--- START ---
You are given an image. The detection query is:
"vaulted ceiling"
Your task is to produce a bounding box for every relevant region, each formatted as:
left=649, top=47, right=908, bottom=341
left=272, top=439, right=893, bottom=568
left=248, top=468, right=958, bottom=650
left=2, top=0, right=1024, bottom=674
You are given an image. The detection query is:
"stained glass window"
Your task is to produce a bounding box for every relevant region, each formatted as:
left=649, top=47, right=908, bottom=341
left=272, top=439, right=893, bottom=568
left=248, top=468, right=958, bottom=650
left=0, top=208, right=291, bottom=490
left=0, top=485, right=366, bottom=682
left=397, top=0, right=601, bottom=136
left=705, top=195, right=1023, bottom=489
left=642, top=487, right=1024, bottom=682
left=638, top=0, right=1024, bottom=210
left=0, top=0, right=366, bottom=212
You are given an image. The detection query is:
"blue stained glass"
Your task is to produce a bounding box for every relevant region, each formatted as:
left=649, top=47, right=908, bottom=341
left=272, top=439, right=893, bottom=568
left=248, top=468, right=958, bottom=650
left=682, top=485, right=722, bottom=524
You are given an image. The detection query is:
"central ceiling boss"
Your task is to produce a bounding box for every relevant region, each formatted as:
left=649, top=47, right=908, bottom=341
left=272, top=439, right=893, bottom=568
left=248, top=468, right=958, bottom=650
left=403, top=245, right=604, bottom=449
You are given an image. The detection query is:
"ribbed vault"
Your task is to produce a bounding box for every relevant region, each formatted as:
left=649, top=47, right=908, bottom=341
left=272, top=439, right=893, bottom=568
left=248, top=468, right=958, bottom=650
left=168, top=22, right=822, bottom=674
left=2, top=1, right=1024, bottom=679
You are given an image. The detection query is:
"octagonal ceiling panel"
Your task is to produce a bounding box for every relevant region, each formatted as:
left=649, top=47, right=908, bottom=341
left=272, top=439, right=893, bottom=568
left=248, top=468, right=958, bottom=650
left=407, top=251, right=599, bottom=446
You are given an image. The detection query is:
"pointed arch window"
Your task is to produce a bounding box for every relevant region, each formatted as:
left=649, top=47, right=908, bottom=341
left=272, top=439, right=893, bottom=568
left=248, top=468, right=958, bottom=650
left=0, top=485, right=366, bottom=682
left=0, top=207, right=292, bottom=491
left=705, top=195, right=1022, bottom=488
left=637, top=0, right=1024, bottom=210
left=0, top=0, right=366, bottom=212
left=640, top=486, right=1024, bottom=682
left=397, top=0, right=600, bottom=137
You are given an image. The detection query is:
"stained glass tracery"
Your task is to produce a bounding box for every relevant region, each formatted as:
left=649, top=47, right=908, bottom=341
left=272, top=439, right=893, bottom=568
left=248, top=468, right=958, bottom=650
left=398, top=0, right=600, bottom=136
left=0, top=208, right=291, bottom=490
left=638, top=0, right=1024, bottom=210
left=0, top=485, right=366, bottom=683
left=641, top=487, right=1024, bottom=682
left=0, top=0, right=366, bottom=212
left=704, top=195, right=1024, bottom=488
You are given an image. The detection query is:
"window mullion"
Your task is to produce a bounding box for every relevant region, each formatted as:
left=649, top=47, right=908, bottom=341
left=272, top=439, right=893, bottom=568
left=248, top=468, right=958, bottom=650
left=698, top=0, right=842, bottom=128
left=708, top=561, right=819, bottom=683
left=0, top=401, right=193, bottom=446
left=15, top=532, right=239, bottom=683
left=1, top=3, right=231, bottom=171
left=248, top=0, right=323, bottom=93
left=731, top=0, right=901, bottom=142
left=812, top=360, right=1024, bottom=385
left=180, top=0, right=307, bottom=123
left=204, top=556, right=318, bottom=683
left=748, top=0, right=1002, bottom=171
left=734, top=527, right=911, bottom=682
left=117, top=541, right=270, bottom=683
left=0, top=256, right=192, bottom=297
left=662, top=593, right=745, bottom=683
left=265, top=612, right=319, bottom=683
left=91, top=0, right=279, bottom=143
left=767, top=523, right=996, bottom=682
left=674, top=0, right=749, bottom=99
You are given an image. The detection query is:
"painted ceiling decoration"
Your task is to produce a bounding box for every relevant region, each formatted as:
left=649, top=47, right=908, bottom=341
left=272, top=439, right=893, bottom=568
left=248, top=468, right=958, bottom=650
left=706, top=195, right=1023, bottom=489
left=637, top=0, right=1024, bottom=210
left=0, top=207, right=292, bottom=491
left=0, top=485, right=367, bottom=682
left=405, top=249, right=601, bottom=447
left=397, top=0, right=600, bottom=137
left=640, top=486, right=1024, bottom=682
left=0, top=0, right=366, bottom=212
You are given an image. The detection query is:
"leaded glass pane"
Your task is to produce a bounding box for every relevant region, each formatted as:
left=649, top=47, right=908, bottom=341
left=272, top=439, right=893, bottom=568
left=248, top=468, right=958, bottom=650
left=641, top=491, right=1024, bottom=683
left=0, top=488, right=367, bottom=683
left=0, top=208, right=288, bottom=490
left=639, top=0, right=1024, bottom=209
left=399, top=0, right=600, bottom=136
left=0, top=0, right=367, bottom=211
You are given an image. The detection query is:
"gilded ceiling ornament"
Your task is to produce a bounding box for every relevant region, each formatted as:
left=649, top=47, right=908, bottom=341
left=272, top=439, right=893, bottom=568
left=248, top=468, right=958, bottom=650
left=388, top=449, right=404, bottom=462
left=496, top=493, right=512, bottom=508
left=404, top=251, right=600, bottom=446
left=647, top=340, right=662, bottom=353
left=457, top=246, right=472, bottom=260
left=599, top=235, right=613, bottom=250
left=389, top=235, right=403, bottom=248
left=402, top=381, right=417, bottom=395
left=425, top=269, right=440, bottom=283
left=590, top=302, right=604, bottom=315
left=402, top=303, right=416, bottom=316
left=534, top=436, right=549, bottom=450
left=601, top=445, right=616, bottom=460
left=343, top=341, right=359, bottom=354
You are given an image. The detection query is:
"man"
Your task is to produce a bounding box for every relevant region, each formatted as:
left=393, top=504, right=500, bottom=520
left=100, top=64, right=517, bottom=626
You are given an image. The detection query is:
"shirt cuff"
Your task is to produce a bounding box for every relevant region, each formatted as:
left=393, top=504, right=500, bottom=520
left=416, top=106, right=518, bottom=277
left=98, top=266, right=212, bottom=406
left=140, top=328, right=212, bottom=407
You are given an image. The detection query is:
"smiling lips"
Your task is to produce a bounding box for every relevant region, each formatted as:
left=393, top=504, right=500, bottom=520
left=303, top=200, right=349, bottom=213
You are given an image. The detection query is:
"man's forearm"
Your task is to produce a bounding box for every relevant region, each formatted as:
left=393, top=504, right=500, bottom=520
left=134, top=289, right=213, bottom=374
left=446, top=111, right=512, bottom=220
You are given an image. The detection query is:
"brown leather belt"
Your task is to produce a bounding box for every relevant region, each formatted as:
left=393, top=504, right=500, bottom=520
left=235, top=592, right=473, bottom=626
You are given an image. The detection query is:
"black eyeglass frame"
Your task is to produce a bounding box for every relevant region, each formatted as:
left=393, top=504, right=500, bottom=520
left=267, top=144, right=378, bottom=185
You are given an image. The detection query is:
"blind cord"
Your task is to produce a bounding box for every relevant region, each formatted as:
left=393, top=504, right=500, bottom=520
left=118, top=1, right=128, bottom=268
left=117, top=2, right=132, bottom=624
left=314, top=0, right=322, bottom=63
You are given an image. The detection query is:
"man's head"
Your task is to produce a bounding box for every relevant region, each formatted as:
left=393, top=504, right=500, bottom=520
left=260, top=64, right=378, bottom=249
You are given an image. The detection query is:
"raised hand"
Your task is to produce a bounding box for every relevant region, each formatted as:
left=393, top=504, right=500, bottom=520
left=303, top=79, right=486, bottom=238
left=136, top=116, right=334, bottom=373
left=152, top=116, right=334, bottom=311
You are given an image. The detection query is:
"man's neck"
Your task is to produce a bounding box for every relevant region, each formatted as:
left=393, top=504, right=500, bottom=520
--- END ---
Activity
Which of the lines in the material above contain "stained"? Copy each one out.

Exercise response
"stained glass window"
"blue stained glass"
"stained glass tracery"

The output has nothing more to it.